- **TASK REQUIREMENTS**
Please set down the data word for word; images do not go in the copy.

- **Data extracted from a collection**

+---+

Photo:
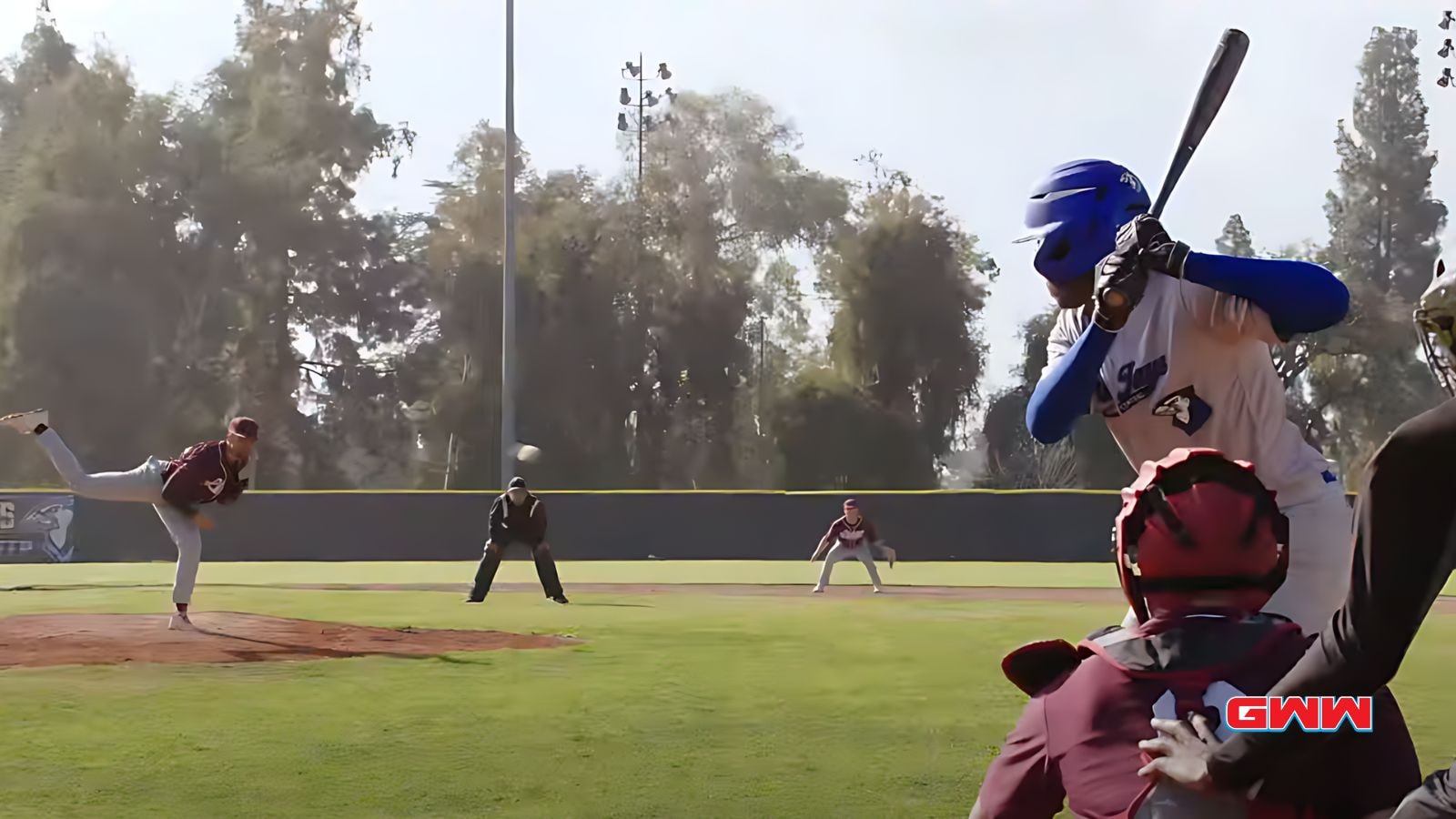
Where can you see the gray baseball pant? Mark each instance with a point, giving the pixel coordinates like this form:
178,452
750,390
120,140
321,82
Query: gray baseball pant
142,484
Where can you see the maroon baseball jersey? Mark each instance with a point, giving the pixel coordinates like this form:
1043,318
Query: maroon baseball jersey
851,535
1077,741
201,474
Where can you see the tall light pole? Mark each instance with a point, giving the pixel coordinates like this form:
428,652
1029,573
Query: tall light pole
641,120
509,261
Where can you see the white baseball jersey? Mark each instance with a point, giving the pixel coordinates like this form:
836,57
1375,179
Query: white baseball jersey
1191,368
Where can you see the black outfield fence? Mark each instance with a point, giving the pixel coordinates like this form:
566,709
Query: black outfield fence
322,526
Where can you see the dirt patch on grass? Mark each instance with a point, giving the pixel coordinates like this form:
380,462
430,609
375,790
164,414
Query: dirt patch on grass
228,637
778,591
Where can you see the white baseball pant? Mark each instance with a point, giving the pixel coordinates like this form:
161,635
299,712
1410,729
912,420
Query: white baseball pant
841,551
1321,557
142,484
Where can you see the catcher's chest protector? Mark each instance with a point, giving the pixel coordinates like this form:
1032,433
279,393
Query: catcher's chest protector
1200,663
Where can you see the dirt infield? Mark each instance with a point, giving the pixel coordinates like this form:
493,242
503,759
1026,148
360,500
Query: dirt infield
229,637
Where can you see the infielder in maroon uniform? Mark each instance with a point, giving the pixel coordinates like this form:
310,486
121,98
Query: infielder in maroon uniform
1405,550
852,537
517,518
204,472
1201,547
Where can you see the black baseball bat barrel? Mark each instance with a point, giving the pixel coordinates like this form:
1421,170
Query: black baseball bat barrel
1223,67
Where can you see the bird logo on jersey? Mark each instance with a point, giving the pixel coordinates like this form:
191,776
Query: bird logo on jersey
1186,409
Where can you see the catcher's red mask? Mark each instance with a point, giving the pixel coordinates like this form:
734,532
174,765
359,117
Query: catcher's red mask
1198,522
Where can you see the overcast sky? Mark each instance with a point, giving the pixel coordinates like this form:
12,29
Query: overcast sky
973,98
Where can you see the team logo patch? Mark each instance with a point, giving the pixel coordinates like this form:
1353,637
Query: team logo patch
1188,411
1135,383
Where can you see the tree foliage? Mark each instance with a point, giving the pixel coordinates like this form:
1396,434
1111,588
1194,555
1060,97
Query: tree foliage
167,259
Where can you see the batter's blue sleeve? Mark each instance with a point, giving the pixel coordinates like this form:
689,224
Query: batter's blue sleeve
1067,392
1298,296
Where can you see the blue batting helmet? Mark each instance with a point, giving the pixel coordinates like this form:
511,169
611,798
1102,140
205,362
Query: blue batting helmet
1077,212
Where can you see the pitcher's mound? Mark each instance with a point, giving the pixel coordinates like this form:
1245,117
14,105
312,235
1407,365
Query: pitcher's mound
229,637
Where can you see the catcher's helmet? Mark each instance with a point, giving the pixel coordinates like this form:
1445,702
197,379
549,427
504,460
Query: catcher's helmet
1436,324
1198,522
1077,212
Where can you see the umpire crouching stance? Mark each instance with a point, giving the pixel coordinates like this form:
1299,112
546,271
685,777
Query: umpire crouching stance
517,518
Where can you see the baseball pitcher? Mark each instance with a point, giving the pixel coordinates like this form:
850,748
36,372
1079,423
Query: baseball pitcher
1184,360
1200,550
204,472
1405,550
517,518
852,537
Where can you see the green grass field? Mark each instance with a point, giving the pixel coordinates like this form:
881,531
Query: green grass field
676,704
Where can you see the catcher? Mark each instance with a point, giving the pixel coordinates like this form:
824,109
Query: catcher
1405,548
1200,550
851,537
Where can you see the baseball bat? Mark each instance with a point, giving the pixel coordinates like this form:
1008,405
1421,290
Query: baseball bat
1228,57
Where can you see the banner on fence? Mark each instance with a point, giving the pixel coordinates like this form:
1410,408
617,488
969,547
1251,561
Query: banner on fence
36,528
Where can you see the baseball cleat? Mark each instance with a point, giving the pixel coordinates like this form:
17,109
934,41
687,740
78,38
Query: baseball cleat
26,421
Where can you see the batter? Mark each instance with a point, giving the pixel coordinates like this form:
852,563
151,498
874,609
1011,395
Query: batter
1186,360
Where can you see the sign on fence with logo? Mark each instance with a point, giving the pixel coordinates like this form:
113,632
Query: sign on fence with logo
35,528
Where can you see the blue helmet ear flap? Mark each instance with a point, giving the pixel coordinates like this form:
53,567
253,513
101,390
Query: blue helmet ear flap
1077,212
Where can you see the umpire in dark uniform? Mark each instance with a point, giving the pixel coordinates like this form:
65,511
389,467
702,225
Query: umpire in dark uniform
517,518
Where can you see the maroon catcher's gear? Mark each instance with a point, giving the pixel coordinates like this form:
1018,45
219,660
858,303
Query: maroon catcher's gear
1077,742
1198,522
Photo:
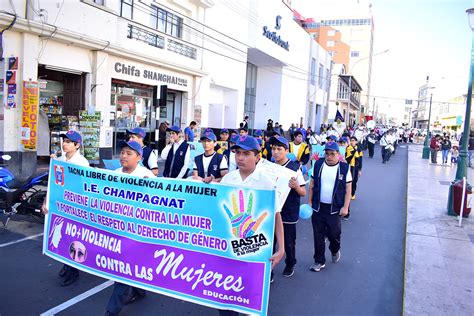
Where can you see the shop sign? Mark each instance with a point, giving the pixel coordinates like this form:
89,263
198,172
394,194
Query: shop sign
29,116
149,74
274,37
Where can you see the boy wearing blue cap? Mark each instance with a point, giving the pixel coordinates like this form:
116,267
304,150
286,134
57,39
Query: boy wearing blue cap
329,196
290,210
299,148
130,157
247,155
177,155
72,141
189,132
209,166
150,156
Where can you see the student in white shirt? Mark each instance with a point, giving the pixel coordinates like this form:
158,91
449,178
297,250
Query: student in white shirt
72,141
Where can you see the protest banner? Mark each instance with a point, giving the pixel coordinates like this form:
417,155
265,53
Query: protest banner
205,243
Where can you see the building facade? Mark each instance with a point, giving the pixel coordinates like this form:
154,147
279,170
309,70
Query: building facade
108,66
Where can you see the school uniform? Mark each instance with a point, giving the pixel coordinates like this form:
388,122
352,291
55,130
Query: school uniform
329,191
210,165
177,157
290,215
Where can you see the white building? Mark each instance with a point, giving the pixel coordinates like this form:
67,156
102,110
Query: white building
139,63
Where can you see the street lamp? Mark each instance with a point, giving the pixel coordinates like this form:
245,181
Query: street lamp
426,146
461,170
350,78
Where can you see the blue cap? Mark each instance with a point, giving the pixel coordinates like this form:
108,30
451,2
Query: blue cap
280,141
234,139
137,131
133,145
209,135
331,146
73,135
173,128
246,143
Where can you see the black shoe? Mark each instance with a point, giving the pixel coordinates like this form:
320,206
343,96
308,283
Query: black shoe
63,271
135,296
288,271
70,279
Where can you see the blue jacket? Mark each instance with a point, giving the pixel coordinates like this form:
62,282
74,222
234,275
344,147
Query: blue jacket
178,163
213,168
339,192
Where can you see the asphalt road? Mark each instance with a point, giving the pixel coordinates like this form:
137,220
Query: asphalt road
367,281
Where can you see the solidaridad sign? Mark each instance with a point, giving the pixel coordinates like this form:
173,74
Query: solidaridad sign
205,243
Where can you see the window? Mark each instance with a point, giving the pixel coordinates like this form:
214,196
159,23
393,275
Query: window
321,75
313,71
166,22
126,9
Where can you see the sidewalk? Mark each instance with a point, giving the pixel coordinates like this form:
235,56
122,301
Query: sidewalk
439,255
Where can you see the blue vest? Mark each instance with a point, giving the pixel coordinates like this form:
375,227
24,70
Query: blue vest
146,154
291,209
339,192
213,168
178,161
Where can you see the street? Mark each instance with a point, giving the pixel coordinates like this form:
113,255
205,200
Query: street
367,281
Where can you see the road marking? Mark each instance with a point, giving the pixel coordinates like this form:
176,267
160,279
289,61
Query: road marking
77,299
20,240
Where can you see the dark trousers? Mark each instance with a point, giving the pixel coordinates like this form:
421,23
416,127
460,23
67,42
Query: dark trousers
290,243
370,146
325,225
385,154
355,178
120,295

+---+

- **WRITTEN RESPONSE**
Photo:
Where can you see the gray baseball pant? Mark each instance with a point, giving the pixel coordinates like this form:
178,452
750,390
120,140
321,82
Query: gray baseball pant
142,484
Where can you see the maroon baseball jersey? Mark each instance with a point, giving the pixel coordinates like this form:
1043,318
Query: maroon baseball jersey
851,535
1077,741
201,474
Where can you see the tall light pole? Mark each instance with a point, giving the pixel coordinates like this form:
428,652
1029,573
Query: tall light pole
641,120
509,261
Where can you see the white baseball jersey? Mark each instance with a point, giving the pixel coordinates like this form:
836,57
1375,179
Query: white baseball jersey
1191,368
Where can you see the black outfield fence? Mark each instance with a point, giving the pixel coordinates like this form:
566,709
Query: black outfield fence
322,526
Where can you see the dirt patch on grass? Mark each instance with a point, giving the pixel coordinates like this form:
380,462
430,609
375,790
164,414
Query: dirt patch on grass
228,637
778,591
Where can you see the white baseball pant? Mark each instance with a point, giving the pixel coordinates like this form:
161,635
299,712
1410,729
912,420
Query: white baseball pant
841,551
1321,557
142,484
Where can you see the catcher's chest protector? Mark each instance with a point, giving the pixel coordinates like this form:
1032,433
279,393
Query: catcher's chest protector
1200,663
Where can you see the dirt infield? Mark each instance with a point, giving the pixel coordinates like this form:
493,242
503,759
1026,148
360,500
Query: dirt infield
229,637
Where can you see the infielder in maroon uniform? Mark each instance with a point, giving the pixel coordinates like this form:
310,486
121,98
Query: infielder in maroon uniform
1405,550
852,537
517,518
204,472
1201,547
Where can you see the black baseball bat barrel? Mark each instance with a point, giving the pixel coordinates like this form:
1421,170
Query: black baseball bat barrel
1223,67
Where can you see the bird logo on jersey? Mark each instance with a point, giving the pixel coordinates like this form:
191,776
Query: bird logo on jersey
1186,409
Where can you see the catcher's red mask? Mark each instance with a point, giving the pixel coordinates like this form:
734,532
174,765
359,117
Query: catcher's red mask
1198,522
Where can you see the overcast sky? Mark each instance with a point, giving the pixel coordinates like this form:
12,29
Query: overcast sky
973,98
Where can you see the team logo patch? Mark each instance with a point, giving the pixel coordinates like this form:
1353,637
Query: team logo patch
1188,411
1135,383
Where can you see the tree foliage? Mark each instance with a point, giving the pixel coordinates like this form:
1396,434
1111,588
1194,555
1060,97
Query: tree foliage
167,259
Where can you see the batter's blue sleeve? Mark each instance with a point, giving the pixel coordinates like this form:
689,224
Query: batter's blue sleeve
1067,392
1298,296
Where can you see the blue batting helmet? Mark each instance with a point, giving the pixel coordinates like this form:
511,169
611,798
1102,140
205,362
Query: blue batting helmet
1077,212
Where can you see the pitcher's mound? Mark each instance with a point, giving the pixel coordinates like this form:
1245,117
14,105
312,235
1407,365
Query: pitcher's mound
229,637
Where can you see the catcher's helmet? Mark each instance with a point, giving the pixel coordinates like this form:
1445,702
197,379
549,427
504,460
Query: catcher's helmet
1436,324
1198,522
1077,212
Where can you see the umpire crouching stance? Mark each instance with a point, giving the pixel coordinates like this form:
1299,112
546,271
685,777
Query: umpire crouching stance
517,518
Where can you see the baseball pitcher? Mark each instance with a point, giving the pixel coordinates like this form:
850,748
36,372
1079,423
Query: baseball pitcher
1184,360
1200,550
204,472
1405,550
517,518
852,537
Where can you see the green grass field? Mark each instance with a point, giving the pixel coordinates like this form:
881,531
Query: green grass field
676,704
Where can you see the catcher? Mark each instance with a point, giving the pixel coordinates like this form:
824,109
Query: catcher
1405,548
1200,550
851,537
Where can you see the baseball bat? Mark each instance with a point, giving the pixel coordinates like this form:
1008,405
1421,290
Query: baseball bat
1228,57
Where can you see the banner on fence? Mark each instance with a point, giving the pixel coordinates like this form:
1410,408
617,488
969,547
1251,561
Query: banner on fence
36,528
Where can you see the baseball cleat? Mark each instance with a point, giving the pixel coordinates like this form:
17,109
934,41
687,740
78,38
Query: baseball cleat
26,421
Where can you see the batter? Mark each instance with a point, giving the pixel coordinates like this form:
852,563
151,498
874,609
1011,395
Query: batter
1186,360
Where can you see the sign on fence with logo? Mark each instance with a point, giving the pixel coordinates like this form:
113,632
Query: sign on fence with logo
35,528
Where can you see the blue helmet ear flap? Mark each instance with a point, giving the pixel coordinates like this form:
53,567
253,513
101,390
Query: blue helmet ear flap
1077,212
Where can you see the umpire in dark uniform? Mark each instance with a point, giving the pixel coordinates like this form:
65,511
389,467
702,225
Query: umpire in dark uniform
517,518
Where can you see the maroon catcher's gear? Mark each instance with a point, giving the pixel coordinates like this form:
1018,45
219,660
858,303
Query: maroon catcher's gear
1077,742
1198,522
Photo:
Where can you see the shop sign? Mark each instance with a point, giving the pixel coordinates like this form:
89,263
198,172
394,194
Query: shop sign
29,116
149,74
274,37
Where can you see the boy wearing blue cap? Mark each instance with a point, giving the pixel coordinates like this form:
116,267
304,150
286,134
57,39
Query: boy wearing blue cap
329,196
290,210
299,148
130,157
247,155
177,155
72,141
189,132
209,166
150,156
Where can you see the student in white shirt? Mark each instance with a point, giving the pixel coordinates like this form:
158,91
449,178
297,250
Query: student in white shirt
72,141
Where can you see the protest banner? Mark each instance with a point, giving the pixel coordinates like this form:
417,155
265,53
Query: protest banner
205,243
Where can you see the building facade? Mark each instance with a point, giving the pixel coordinates like this form:
154,147
279,170
309,70
Query: building facade
108,66
Where can you see the school uniform? Mark each instance with a point, giving the pixel coordinates like this form:
388,122
352,291
55,130
Query: school uniform
329,191
210,165
177,157
290,215
Where can you see the white building? Mark each instance with a point, giving the pixel coordinates like this form:
67,156
102,110
Query: white building
139,63
Where can you see the street lamp? Mark each instance with a point, giving the pixel coordinates like this form:
245,181
Query: street lamp
426,146
461,170
350,78
Where can you see the blue cap? Mark each instance with a point, giving the pixel coordinates like this form:
108,30
451,2
Query: blue cap
280,141
234,139
137,131
133,145
209,135
331,146
73,135
173,128
246,143
Where can you see the black shoe? Mark each instance with a point, giving the pixel coordinates like this form:
320,206
343,96
308,283
Query: black shoe
63,271
135,296
288,271
70,279
Where can you see the blue jacket? Mark each instance with a point, giving the pixel coordinates like this form:
62,282
74,222
234,275
344,147
Query: blue jacket
178,163
213,168
339,192
Where can you see the asphalt road? Mark each instance with a point, giving the pixel coordinates like this form:
137,220
Query: asphalt road
367,281
Where can you see the solidaridad sign? Mark each instance with a point, giving the pixel coordinates like this form:
173,74
Query: solidaridad sign
205,243
Where can you see the window? Mark each instance with a point, giving the pixel coordinates like this form:
214,196
159,23
393,275
Query: window
321,75
313,71
166,22
126,9
Where can you see the sidewalk? Mark each instance with a point, giving the pixel coordinates like this form:
235,56
122,301
Query: sidewalk
439,255
Where can you see the blue vest? Mark each instance with a point, giving the pixel coordinates like this form:
375,227
24,70
Query: blue vest
146,154
291,209
339,192
213,168
178,161
Where can you see the street? Mark each instance with a point, giving the pixel coordinates like this form:
113,255
205,200
Query: street
367,281
Where can you see the road marking? Mark each instance with a point, giving the pixel coordinates like this form:
176,267
160,279
289,61
Query: road marking
77,299
20,240
Where can you see the dark trousers? Mark each instance with a point, giving the pixel coordinates like this form:
421,23
416,127
460,23
67,42
Query: dark trousers
290,243
370,146
325,225
385,154
355,178
120,295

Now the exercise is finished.